Given data:
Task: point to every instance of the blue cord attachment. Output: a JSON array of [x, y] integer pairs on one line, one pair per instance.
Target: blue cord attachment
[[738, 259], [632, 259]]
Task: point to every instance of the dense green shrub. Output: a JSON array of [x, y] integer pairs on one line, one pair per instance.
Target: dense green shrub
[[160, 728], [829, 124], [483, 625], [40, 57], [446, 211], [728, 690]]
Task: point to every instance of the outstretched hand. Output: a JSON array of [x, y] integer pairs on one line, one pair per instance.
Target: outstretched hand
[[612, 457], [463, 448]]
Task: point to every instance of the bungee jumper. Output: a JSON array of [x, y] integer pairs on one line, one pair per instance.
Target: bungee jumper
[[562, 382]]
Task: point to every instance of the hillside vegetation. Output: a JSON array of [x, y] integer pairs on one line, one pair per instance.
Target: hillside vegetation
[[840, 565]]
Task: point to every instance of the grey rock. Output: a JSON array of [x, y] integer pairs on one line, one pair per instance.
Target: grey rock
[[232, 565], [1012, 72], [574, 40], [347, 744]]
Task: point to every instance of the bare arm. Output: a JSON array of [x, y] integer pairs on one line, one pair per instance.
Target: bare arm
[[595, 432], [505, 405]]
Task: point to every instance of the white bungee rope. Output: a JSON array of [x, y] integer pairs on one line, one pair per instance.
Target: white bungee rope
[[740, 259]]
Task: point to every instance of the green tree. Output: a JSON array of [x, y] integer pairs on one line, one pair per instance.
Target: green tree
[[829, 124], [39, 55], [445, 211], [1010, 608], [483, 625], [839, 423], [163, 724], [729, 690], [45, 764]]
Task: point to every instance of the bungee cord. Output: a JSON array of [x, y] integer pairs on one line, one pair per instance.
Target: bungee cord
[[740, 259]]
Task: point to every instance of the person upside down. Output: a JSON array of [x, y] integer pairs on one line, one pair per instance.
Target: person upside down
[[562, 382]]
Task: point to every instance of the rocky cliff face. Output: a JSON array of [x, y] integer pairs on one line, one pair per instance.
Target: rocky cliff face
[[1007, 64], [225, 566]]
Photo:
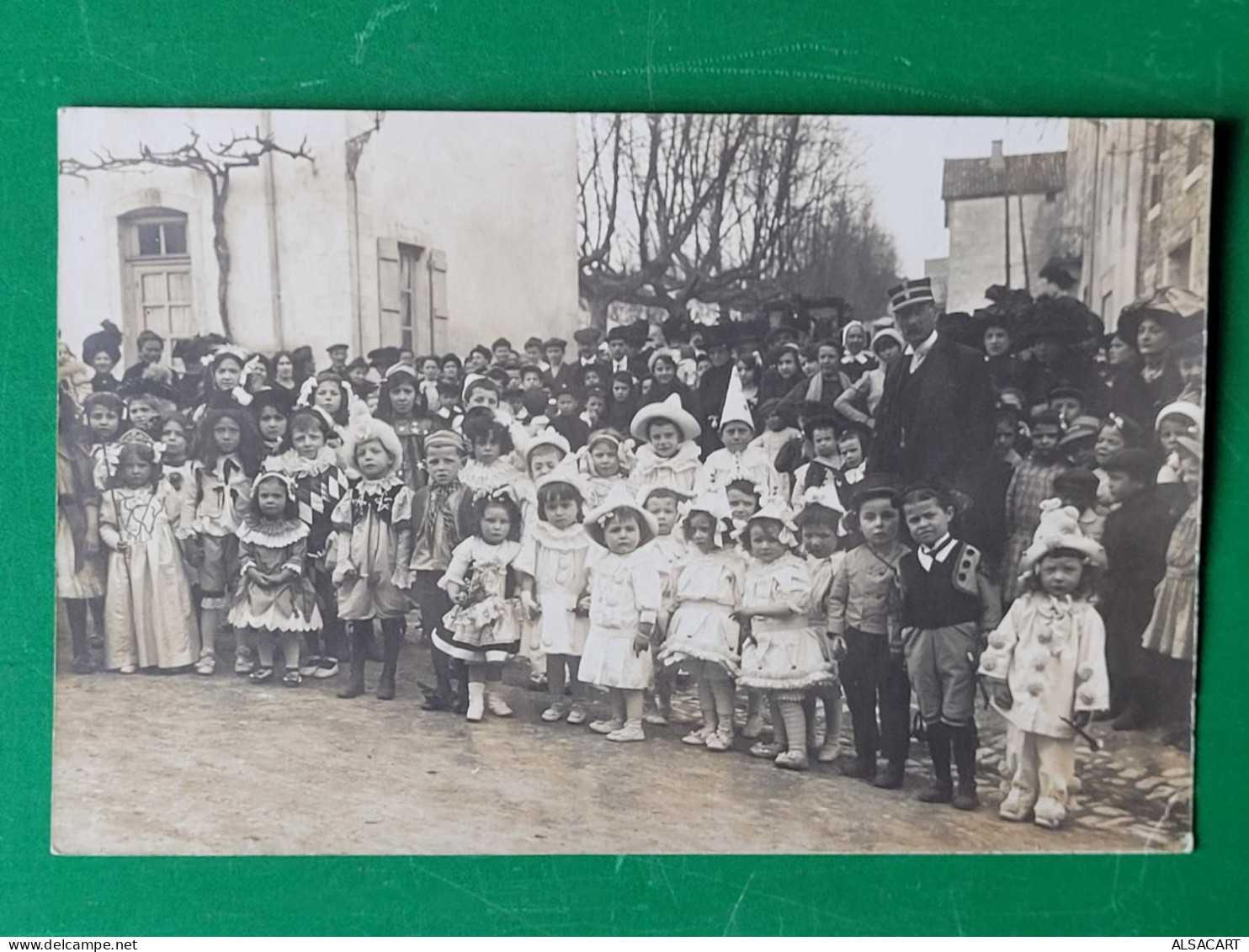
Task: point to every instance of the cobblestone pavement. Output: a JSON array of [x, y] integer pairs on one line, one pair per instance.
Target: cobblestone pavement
[[178, 763]]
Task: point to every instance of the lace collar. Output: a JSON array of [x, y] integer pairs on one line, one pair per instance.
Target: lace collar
[[273, 534]]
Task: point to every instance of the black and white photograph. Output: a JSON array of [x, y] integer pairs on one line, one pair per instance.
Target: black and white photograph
[[539, 482]]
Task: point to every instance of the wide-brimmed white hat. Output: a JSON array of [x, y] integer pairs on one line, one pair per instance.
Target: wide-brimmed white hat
[[619, 498], [546, 438], [1060, 529], [671, 410]]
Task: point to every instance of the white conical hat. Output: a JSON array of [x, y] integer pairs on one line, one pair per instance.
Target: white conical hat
[[736, 409], [670, 409]]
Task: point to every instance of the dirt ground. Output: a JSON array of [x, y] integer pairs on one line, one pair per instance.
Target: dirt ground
[[186, 765]]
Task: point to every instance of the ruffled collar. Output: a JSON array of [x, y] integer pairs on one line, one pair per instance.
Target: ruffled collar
[[379, 487], [273, 534], [686, 457], [295, 465]]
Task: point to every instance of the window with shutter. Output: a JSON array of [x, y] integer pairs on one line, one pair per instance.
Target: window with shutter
[[157, 265]]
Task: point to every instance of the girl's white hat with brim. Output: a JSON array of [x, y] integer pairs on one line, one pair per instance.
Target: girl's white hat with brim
[[670, 409], [736, 409], [1060, 529], [619, 498], [547, 438]]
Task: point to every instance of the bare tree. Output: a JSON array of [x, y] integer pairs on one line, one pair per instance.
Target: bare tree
[[719, 208], [215, 162]]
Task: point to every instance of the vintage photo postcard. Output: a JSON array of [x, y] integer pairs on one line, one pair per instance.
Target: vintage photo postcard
[[436, 482]]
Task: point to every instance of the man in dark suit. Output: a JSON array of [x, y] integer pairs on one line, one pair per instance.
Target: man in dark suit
[[936, 415]]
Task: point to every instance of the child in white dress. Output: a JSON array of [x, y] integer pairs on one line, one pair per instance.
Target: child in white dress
[[668, 549], [554, 564], [668, 455], [482, 629], [704, 635], [624, 606], [1045, 667], [149, 617]]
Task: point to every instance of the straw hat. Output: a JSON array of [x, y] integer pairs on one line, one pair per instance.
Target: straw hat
[[1060, 529], [619, 498], [671, 410]]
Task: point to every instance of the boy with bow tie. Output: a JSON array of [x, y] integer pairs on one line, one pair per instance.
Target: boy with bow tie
[[947, 605]]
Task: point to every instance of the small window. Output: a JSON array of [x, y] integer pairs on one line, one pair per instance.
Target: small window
[[1179, 265], [409, 257], [159, 239], [1194, 150]]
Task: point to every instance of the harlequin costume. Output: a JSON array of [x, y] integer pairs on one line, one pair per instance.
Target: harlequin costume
[[1050, 652]]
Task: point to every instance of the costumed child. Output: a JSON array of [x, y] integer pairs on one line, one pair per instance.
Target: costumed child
[[1169, 640], [539, 456], [1135, 534], [105, 417], [864, 604], [229, 460], [947, 603], [743, 503], [820, 521], [443, 518], [782, 654], [556, 554], [79, 567], [826, 464], [603, 461], [779, 428], [668, 549], [624, 606], [101, 350], [668, 455], [702, 635], [740, 459], [397, 405], [491, 445], [319, 484], [149, 620], [275, 598], [482, 629], [1032, 482], [372, 551], [1045, 667]]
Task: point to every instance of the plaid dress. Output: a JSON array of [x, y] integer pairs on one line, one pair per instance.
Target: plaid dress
[[1032, 484]]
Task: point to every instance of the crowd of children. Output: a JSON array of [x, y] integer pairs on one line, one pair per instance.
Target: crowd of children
[[699, 508]]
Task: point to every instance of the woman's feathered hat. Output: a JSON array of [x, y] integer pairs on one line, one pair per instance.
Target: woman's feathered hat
[[619, 498], [670, 409], [1060, 530]]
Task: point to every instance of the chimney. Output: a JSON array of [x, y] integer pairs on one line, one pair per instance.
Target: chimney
[[997, 162]]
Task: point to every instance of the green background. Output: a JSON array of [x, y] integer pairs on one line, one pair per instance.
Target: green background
[[1156, 58]]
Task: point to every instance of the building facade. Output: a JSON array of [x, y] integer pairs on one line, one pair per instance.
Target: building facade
[[1138, 209], [425, 230], [1004, 216]]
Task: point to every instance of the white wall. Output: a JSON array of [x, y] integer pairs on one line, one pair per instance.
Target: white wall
[[977, 245], [495, 191]]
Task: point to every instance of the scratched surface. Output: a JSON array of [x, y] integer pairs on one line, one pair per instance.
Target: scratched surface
[[965, 58]]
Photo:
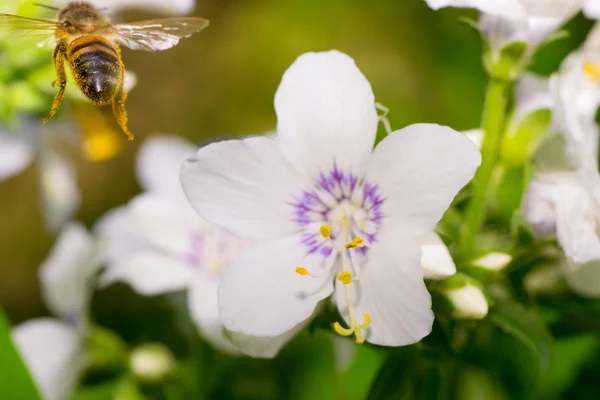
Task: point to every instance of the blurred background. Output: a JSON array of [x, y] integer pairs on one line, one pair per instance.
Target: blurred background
[[424, 65]]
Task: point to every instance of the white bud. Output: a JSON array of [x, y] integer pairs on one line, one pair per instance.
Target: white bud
[[151, 362], [468, 301], [494, 261]]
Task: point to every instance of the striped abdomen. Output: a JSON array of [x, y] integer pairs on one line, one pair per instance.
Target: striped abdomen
[[96, 66]]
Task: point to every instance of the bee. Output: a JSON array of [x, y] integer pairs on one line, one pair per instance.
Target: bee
[[90, 45]]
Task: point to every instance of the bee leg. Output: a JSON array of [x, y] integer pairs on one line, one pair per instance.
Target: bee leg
[[61, 78], [120, 112]]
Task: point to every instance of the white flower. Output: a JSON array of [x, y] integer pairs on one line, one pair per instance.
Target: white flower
[[494, 261], [567, 204], [151, 362], [158, 244], [576, 92], [436, 260], [178, 7], [320, 205], [469, 302], [53, 348], [506, 21]]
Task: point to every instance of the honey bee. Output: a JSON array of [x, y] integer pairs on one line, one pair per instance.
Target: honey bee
[[90, 44]]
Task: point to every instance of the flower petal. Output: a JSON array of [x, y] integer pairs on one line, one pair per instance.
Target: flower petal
[[53, 353], [265, 346], [149, 272], [202, 303], [164, 223], [260, 294], [15, 155], [392, 291], [436, 259], [245, 186], [60, 196], [117, 234], [65, 273], [574, 210], [326, 112], [158, 163], [420, 169], [512, 9]]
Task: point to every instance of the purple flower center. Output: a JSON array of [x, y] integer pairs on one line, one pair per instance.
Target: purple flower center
[[351, 206]]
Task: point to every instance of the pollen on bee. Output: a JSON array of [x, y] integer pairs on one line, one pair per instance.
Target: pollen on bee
[[356, 242], [325, 231], [345, 277], [592, 70]]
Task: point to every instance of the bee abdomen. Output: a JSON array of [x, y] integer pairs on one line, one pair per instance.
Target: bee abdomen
[[97, 68]]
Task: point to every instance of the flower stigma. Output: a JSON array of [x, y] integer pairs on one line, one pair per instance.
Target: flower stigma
[[340, 206]]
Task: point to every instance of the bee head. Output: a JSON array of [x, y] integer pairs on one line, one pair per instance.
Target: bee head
[[80, 15]]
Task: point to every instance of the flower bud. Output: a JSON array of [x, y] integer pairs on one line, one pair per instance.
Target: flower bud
[[151, 362], [468, 301], [494, 261]]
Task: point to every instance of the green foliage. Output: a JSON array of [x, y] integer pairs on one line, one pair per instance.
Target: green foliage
[[16, 383]]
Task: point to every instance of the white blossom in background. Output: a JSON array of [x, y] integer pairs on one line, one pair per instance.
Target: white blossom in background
[[157, 244], [563, 200], [174, 7], [506, 21], [321, 207], [59, 194], [52, 348]]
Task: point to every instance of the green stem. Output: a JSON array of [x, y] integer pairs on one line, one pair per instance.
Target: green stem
[[494, 114]]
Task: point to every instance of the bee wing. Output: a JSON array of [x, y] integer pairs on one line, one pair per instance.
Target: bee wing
[[157, 34], [11, 23]]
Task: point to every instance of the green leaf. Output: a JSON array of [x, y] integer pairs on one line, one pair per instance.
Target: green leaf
[[15, 381], [509, 191], [103, 391], [395, 378], [525, 326]]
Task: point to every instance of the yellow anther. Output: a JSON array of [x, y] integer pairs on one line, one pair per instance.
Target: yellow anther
[[345, 277], [341, 330], [325, 231], [592, 70], [356, 242]]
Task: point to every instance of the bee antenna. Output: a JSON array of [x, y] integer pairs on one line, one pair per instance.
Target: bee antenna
[[46, 6]]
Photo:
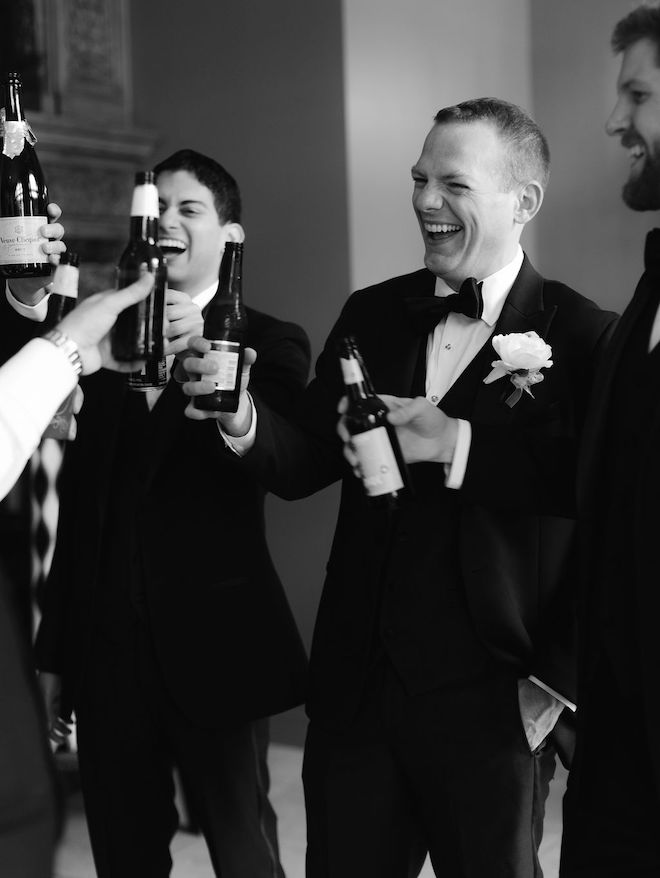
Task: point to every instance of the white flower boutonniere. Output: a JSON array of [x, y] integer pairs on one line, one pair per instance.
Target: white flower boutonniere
[[523, 355]]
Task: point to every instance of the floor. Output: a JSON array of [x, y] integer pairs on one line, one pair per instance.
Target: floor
[[191, 860]]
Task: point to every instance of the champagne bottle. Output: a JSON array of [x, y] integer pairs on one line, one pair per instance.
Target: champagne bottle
[[23, 192], [138, 332], [225, 326], [63, 298], [382, 468]]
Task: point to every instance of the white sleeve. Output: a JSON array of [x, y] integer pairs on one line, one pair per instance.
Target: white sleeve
[[240, 445], [36, 312], [33, 383]]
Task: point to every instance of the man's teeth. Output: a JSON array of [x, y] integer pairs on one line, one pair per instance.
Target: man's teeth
[[434, 228], [171, 244]]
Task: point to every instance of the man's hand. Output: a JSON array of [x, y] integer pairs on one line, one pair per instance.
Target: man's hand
[[199, 368], [90, 323], [51, 691], [183, 319], [425, 433], [30, 290]]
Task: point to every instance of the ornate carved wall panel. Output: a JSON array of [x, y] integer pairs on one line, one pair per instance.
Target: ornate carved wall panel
[[75, 60]]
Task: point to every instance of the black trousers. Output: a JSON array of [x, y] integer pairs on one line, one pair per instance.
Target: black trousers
[[130, 735], [612, 804], [27, 787], [449, 772]]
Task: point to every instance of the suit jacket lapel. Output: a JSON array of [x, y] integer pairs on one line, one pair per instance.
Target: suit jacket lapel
[[523, 311], [602, 387], [398, 365]]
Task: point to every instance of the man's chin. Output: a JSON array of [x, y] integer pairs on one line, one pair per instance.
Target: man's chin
[[643, 192]]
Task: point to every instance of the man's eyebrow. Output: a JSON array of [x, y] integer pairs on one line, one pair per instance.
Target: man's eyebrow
[[186, 201]]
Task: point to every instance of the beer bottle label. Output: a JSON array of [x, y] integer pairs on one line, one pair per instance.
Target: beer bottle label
[[226, 355], [20, 239], [378, 466], [65, 281], [350, 370]]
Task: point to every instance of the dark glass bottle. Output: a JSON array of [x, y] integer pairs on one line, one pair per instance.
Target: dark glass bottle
[[63, 298], [64, 288], [382, 468], [23, 192], [138, 332], [225, 326]]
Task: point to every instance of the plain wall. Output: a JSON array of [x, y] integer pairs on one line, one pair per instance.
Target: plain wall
[[403, 61], [587, 237], [258, 86]]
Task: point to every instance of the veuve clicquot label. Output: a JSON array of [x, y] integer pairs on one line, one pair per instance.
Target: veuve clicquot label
[[378, 466], [226, 355], [20, 239]]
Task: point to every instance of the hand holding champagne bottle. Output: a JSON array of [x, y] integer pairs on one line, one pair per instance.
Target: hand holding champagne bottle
[[23, 191], [376, 456]]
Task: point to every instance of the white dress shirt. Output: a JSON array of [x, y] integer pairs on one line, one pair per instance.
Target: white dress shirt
[[33, 383], [39, 311]]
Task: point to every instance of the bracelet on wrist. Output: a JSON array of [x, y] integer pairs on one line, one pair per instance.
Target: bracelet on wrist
[[68, 347]]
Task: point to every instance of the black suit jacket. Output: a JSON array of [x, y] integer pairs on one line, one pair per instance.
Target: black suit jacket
[[644, 561], [222, 628], [516, 533]]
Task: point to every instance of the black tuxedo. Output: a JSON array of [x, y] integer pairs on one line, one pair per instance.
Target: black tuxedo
[[163, 611], [612, 809], [465, 591]]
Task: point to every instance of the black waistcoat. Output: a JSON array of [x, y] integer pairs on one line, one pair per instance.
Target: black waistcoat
[[425, 625]]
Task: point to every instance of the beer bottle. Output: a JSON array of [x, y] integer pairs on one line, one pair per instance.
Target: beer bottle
[[23, 192], [382, 468], [225, 326], [138, 332], [63, 298], [64, 287]]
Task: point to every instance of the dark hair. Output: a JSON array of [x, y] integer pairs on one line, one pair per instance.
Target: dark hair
[[642, 23], [528, 154], [211, 174]]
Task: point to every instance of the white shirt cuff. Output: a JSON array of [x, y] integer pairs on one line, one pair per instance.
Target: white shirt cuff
[[455, 471], [565, 701], [37, 312], [33, 383], [240, 445]]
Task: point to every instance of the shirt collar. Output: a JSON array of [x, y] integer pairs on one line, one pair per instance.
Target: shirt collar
[[202, 299], [496, 287]]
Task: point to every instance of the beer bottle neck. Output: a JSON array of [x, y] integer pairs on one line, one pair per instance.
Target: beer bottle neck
[[356, 386], [144, 228], [14, 108]]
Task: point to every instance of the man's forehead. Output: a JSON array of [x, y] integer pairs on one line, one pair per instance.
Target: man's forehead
[[639, 65]]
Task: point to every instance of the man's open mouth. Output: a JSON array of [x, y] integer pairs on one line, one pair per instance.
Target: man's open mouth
[[171, 245]]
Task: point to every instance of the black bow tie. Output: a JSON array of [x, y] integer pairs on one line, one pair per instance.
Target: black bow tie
[[652, 253], [427, 311]]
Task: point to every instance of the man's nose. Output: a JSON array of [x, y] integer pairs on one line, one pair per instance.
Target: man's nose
[[619, 119], [429, 198]]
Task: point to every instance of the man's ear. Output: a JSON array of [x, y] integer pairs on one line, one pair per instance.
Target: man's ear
[[530, 199], [234, 232]]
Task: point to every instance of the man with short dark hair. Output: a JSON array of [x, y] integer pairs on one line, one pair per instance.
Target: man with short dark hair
[[171, 646], [612, 807], [442, 653]]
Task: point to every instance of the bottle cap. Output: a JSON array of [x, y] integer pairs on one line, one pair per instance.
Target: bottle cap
[[69, 257]]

Required action:
The line with "Task: point to every instance of the rocky" marks the end; reproduce exactly every line from the start of the entries up to it, that line included.

Problem solution:
Task: point to every instance of the blue cord attachment. Output: a JSON array of [x, y] integer pairs on one line, one pair per instance.
Target: blue cord attachment
[[738, 259], [632, 259]]
Task: point to every instance of the dense green shrub. Output: a JSON array of [x, y] integer pairs on one line, one pair per instance.
Target: dense green shrub
[[160, 728], [829, 124], [483, 625], [40, 57], [446, 211], [728, 690]]
Task: point to every instance of the outstretched hand. Output: a JSON array of [x, y] integer pairs on one line, one pair per instance.
Target: outstretched hand
[[612, 457], [463, 448]]
Task: point to every instance of the bungee jumper. Output: a JSON array of [x, y] integer pairs on one line, one pair per instance.
Target: bungee jumper
[[562, 382]]
Task: point to every instance of the hillside vegetation. Output: a JSON array of [x, y] integer pairs on one line, one pair per instance.
Target: hillside vegetation
[[840, 565]]
Task: point to every instance of the grey rock. Output: a JSON array of [x, y] integer pairs on one line, one pair per instance.
Target: grey rock
[[232, 565], [1012, 72], [574, 40], [347, 744]]
Task: point to every instance of the bare arm. Output: a JSON array of [x, y] integer pairs on one line, one pair per instance.
Target: bare arm
[[595, 432], [505, 405]]
Task: point to every instance of the white bungee rope. Output: a JSON array of [x, y] integer pairs on one line, one pair per instance.
Target: white bungee rope
[[740, 259]]
Task: point to every instance of the green tree. Output: a JSON array of [x, y] integer pairs on one line, one pair per instance.
Target: green tree
[[829, 124], [39, 55], [445, 211], [1010, 608], [483, 625], [839, 423], [163, 724], [729, 690], [45, 764]]
Task: point to every instance of the bungee cord. Output: a JSON array of [x, y] integer pairs on one line, one pair per instance.
Target: bungee cord
[[740, 259]]
Task: point to every instance of the person upside down. Output: a JSON array of [x, y] integer pairs on one line, one pair per instance.
Target: person upside down
[[562, 382]]
Task: point to every instance of the rocky cliff face. Output: a JSON array of [x, y] integer pairs on one line, one pair per instance.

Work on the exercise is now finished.